What is required →
According to the article on Qantas and rising fuel costs, what total is Qantas's second-half fuel bill now expected to reach?

Text segment →
++++++++++
Qantas has flagged up to $800 million in additional fuel costs, cuts to domestic routes, and scaled back capital expenditure as the airline grapples with the fallout from the US-Israel war with Iran.

As consumer demand for domestic flights falters in the face of a cost-of-living crisis, the Middle East conflict has driven up oil prices and the cost of jet fuel, a major expense for airlines.

Qantas and Jetstar are scaling back their scheduled flights amid the fuel crisis.Wolter Peeters

Qantas’ second-half fuel bill is now anticipated to be $600-$800 million more than previously announced, at about $3.1 billion to $3.3 billion, the company said in a market update, even as revenue per kilometre travelled rises as tickets get more expensive.

The Middle East conflict, which has closed the Strait of Hormuz through which Saudi oil flows to Asian refineries that serve Australia, has forced airlines to rethink their priorities in an environment of higher prices and uncertain demand.

Qantas said that about 90 per cent of its second half 2026 exposure to crude oil was hedged – a financial device used to reduce the impact of sudden price movements.

But the airline was “largely exposed” to rises in the separate cost of refining crude oil into jet fuel, which increased from $US20 per barrel in February to a peak of around $US120.

The open-ended conflict has seen airlines from Air New Zealand to SAS race to adjust to weaker demand by trimming flights, reconfiguring networks, and raising prices. Gulf carriers such as Qantas partner Emirates, Virgin partner Qatar, and Etihad have dramatically cut services to Australia.

Qantas said it would scrap a $150 million share buyback. Shares in Qantas fell nearly 1 per cent in the open of trade on Tuesday to $8.93.

The airline’s fiscal year 2026 capital expenditure “will now be at or below $4.1 billion, the bottom end of the previously guided range”, it said.

Since the conflict kicked off on February 28, Qantas has redeployed larger aircraft from North American routes to routes flying to Singapore, aiming to meet demand as Persian Gulf carriers are dramatically disrupted by the conflict.

Demand for international flights to Europe that avoid the Middle East has helped raise the airline’s expected international revenue unit growth – its revenue per available seat kilometre – to about 4 to 6 per cent, double previous guidance.

The increase in Qantas’ international revenue is not enough to offset costs linked to fuel, the company said. Analysts now expect Qantas’ full-year profit to take a $400-$500 million hit.

But rising fuel costs are also sapping demand for domestic travel.

The airline cut its fourth quarter domestic projections by around 5 percentage points, notifying affected Qantas and Jetstar customers of changes to flights. “[They] are being contacted directly and offered alternative flights or a refund”, the airline said.
++++++++++
Data lines:
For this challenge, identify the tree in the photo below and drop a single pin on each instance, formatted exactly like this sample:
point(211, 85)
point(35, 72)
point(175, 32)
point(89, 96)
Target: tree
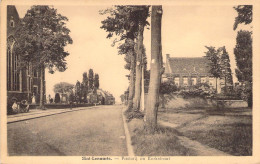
point(128, 23)
point(243, 56)
point(214, 62)
point(57, 98)
point(156, 70)
point(122, 97)
point(166, 87)
point(96, 82)
point(85, 85)
point(91, 79)
point(63, 87)
point(42, 36)
point(245, 15)
point(226, 70)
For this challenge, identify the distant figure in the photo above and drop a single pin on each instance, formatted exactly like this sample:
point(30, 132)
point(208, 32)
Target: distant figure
point(15, 106)
point(33, 99)
point(24, 106)
point(71, 100)
point(48, 99)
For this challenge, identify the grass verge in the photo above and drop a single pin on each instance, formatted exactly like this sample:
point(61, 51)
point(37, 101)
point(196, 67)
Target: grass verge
point(163, 143)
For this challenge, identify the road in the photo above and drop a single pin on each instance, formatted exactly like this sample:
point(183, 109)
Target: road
point(89, 132)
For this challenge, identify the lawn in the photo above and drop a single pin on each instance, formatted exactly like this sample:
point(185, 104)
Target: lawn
point(163, 143)
point(228, 130)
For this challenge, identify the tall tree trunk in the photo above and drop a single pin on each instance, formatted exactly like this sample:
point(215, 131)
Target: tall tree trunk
point(132, 82)
point(138, 67)
point(42, 87)
point(156, 67)
point(216, 85)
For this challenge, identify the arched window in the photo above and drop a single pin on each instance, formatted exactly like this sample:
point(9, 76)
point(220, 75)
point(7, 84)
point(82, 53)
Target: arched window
point(12, 22)
point(13, 72)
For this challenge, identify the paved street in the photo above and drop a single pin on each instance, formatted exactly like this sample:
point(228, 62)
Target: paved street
point(92, 131)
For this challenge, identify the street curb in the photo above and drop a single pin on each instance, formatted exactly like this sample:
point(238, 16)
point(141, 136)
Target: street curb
point(25, 119)
point(129, 146)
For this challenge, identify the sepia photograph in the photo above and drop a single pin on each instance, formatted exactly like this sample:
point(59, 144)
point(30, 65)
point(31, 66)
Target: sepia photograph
point(128, 82)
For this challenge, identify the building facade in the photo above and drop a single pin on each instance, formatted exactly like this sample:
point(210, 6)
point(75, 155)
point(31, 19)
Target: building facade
point(189, 71)
point(23, 81)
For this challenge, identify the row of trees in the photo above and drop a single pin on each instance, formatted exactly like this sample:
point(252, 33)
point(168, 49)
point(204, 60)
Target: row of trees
point(219, 58)
point(89, 85)
point(41, 36)
point(220, 65)
point(127, 24)
point(243, 51)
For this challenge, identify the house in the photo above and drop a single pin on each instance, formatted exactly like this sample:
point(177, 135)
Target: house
point(23, 83)
point(189, 71)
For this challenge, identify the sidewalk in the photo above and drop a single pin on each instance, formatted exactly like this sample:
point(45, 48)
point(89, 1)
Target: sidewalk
point(37, 113)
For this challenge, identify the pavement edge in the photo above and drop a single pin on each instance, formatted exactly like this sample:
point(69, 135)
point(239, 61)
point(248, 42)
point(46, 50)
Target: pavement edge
point(129, 146)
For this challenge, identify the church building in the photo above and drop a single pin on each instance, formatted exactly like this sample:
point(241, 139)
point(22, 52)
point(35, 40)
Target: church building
point(23, 83)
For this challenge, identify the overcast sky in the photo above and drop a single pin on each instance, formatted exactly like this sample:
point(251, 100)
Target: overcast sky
point(186, 30)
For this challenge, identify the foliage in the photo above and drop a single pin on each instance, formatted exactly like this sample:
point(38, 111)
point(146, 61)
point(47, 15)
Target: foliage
point(123, 21)
point(167, 87)
point(244, 92)
point(245, 15)
point(57, 98)
point(96, 81)
point(42, 36)
point(225, 66)
point(213, 56)
point(63, 87)
point(71, 97)
point(91, 79)
point(77, 91)
point(243, 56)
point(200, 90)
point(243, 52)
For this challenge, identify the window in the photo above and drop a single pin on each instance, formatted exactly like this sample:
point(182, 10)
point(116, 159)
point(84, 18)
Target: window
point(164, 79)
point(12, 21)
point(177, 81)
point(13, 72)
point(193, 80)
point(185, 81)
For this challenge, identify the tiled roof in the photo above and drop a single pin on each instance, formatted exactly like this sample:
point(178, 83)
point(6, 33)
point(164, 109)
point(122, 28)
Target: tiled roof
point(186, 65)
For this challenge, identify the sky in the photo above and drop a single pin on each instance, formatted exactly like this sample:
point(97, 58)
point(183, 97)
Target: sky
point(186, 30)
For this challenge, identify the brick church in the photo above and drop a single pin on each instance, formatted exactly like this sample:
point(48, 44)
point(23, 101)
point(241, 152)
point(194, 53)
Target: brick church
point(189, 71)
point(23, 83)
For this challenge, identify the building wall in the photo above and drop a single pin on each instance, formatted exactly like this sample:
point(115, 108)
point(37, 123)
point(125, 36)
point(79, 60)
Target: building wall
point(198, 71)
point(20, 81)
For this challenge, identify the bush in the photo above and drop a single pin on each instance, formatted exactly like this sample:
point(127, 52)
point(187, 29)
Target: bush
point(200, 90)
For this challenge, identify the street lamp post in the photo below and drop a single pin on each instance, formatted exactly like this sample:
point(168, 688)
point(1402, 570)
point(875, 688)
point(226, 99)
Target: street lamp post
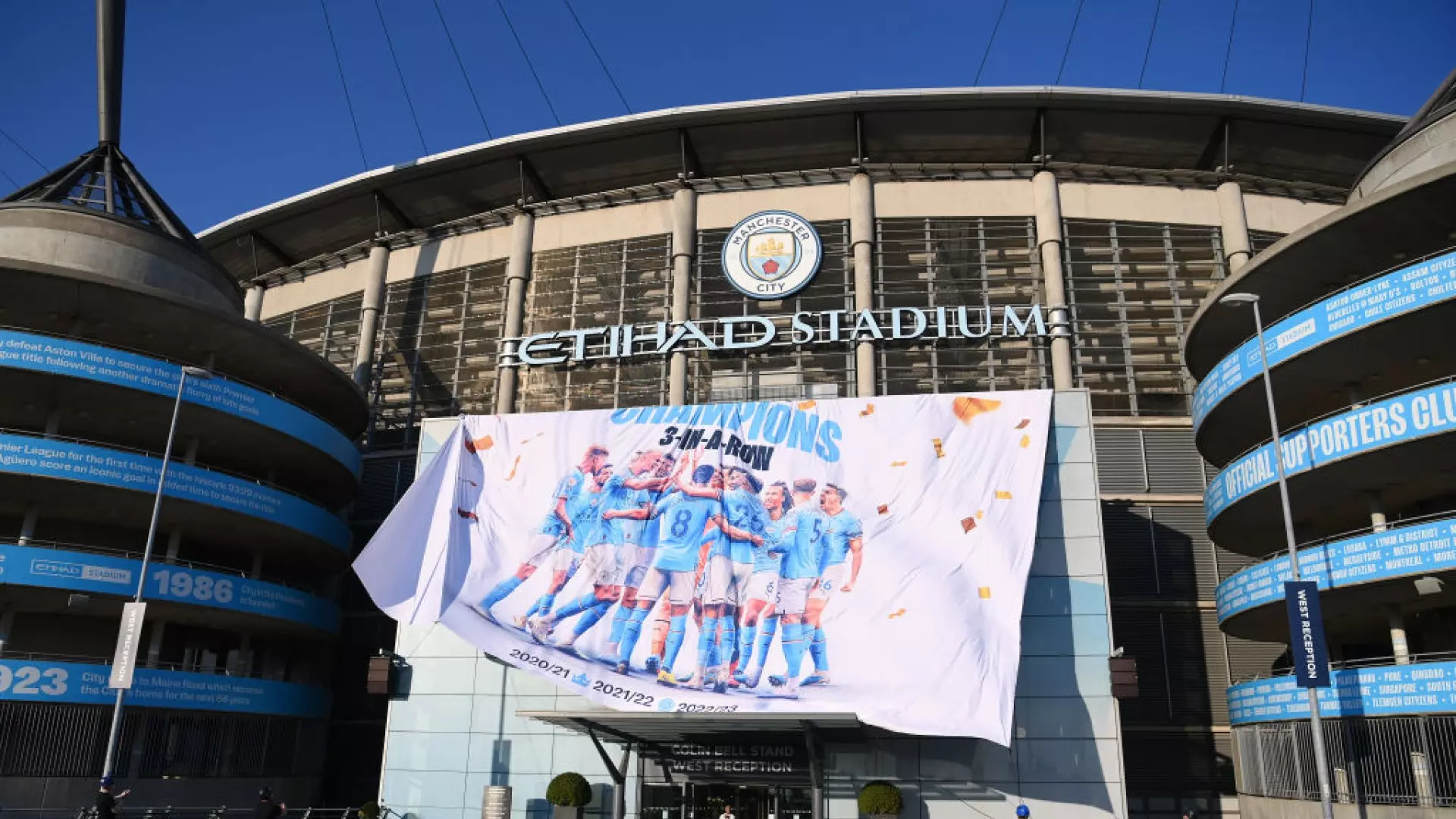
point(146, 554)
point(1318, 738)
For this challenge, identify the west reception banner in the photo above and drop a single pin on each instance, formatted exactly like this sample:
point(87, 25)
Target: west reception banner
point(848, 556)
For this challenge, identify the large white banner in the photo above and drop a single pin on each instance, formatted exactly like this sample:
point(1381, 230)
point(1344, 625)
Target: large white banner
point(848, 556)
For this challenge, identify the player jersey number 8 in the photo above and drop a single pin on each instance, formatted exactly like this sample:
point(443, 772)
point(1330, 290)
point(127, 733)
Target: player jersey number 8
point(680, 522)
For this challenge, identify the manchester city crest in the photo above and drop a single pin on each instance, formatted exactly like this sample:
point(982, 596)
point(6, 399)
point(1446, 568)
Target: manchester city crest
point(772, 254)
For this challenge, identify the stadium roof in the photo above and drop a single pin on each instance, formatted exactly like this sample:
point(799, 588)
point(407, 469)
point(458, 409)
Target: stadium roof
point(1293, 149)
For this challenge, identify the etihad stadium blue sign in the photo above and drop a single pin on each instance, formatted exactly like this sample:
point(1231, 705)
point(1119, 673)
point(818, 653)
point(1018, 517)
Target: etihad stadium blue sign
point(104, 365)
point(41, 681)
point(1421, 548)
point(1382, 691)
point(50, 458)
point(1375, 426)
point(105, 575)
point(1395, 293)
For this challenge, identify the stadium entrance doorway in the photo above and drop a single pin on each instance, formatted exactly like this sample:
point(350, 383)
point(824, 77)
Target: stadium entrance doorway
point(710, 800)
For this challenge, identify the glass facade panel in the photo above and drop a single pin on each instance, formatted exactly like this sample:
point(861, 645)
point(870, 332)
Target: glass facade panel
point(593, 286)
point(974, 262)
point(1131, 289)
point(435, 353)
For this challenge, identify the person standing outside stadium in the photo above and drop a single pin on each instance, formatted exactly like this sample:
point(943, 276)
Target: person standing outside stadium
point(557, 531)
point(108, 802)
point(607, 539)
point(797, 576)
point(764, 585)
point(845, 537)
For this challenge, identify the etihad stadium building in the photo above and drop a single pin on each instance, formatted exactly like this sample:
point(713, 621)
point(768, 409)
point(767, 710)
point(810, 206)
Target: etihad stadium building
point(1084, 234)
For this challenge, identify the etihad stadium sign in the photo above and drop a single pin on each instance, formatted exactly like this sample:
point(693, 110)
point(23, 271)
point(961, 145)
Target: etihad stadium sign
point(772, 256)
point(745, 334)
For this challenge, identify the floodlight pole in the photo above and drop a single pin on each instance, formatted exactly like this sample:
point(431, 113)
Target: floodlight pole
point(146, 554)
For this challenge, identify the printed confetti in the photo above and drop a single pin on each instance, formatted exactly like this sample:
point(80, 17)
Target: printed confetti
point(967, 409)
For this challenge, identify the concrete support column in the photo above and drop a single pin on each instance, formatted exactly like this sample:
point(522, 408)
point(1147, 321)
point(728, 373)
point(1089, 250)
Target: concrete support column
point(685, 246)
point(6, 626)
point(254, 303)
point(369, 314)
point(1047, 203)
point(862, 246)
point(517, 276)
point(33, 516)
point(1235, 226)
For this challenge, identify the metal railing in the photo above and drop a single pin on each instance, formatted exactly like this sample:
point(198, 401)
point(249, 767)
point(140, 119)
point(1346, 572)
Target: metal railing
point(1407, 761)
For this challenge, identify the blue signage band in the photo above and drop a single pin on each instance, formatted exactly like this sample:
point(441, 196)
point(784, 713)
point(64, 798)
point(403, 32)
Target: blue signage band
point(71, 461)
point(1420, 413)
point(105, 575)
point(1400, 551)
point(1378, 691)
point(1407, 290)
point(85, 684)
point(104, 365)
++++++++++
Task answer →
About $3.1 billion to $3.3 billion.